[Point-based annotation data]
┄┄┄┄┄┄┄┄┄┄
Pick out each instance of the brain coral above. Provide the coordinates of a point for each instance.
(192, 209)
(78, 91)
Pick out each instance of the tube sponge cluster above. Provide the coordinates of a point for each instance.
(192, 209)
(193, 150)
┄┄┄┄┄┄┄┄┄┄
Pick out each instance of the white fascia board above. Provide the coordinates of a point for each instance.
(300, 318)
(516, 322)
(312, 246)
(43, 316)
┄┄┄┄┄┄┄┄┄┄
## Task details:
State how many lines of the data contain the word "Pick", with case counting. Reply with only the number.

## Exercise response:
3